Segundo o texto em estudo, o que Edson Fachin anulou em 2021?

▶ TEXTO EM ESTUDO
************

Já nesta primeira incursão como sensor da liberdade de expressão, ele estipulou
uma multa diária de 100 mil reais no caso de descumprimento da ordem judicial e
determinou que a Polícia Federal intimasse os responsáveis pela revista a
deporem num período máximo de 72 horas. Modus operandi esse que tem pautado os
atos “jurídicos” de Moraes até os dias de hoje. Edson Fachin foi “sorteado” o
novo relator da Lava-Jato, e foi quem anulou, em 2021, todas as condenações de
Lula impostas pela Justiça Federal do Paraná na Operação Lava Jato.
E
foi assim que tudo começou, quando a justiça chegou perto de quem deveria fazer
justiça. A partir daí, na minha opinião, o STF inicia um processo de autofagia,
arrastando com eles toda a estrutura do poder judiciário brasileiro, até mesmo
instrumentalizando outras instituições. Não cabe aqui discorrer sobre os
atropelos jurídicos protagonizados pelo ministro Moraes, a maioria dos
brasileiros acompanha atônitos as suas determinações nada constitucionais e
insensatas. São fartos os exemplos de censura, intimidações, prisões ilegais,
contas derrubadas nas redes sociais, suspeitas infundadas, provas “criativas”
forjadas, políticos cassados, perseguições a jornalistas, juíza solicitando
asilo político, contas bancárias bloqueadas, aplicação de multas extorsivas,
abuso de autoridade, tortura psicológica, sentenças abusivas, inquéritos
sigilosos intermináveis. Há tantos outros desatinos cometidos cinicamente em
nome da defesa da democracia, que julgo negacionista aquele que ainda não
entendeu que nós brasileiros vivemos hoje em um estado de exceção. Resta-nos
saber sob que proteção poderosa tudo isso tem sido aplicado no Brasil sem
resistência institucional exitosa.
Antemão
peço escusas aos amigos face a extensão do texto – não sou jornalista, ao
contrário, tenho vício acadêmico dos textos longos e fundamentados, hábito esse
que se estende aos meus textos opinativos nas redes sociais.

************

▶ MATERIAL APRESENTADO
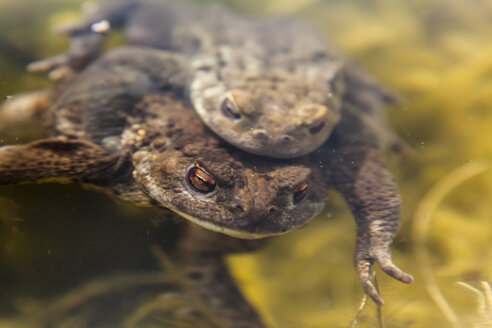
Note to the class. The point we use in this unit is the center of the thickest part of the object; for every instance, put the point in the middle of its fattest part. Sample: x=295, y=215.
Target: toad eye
x=230, y=109
x=301, y=192
x=201, y=180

************

▶ RESULTADO DO EXERCÍCIO
Todas as condenações de Lula impostas pela Justiça Federal do Paraná na Operação Lava Jato.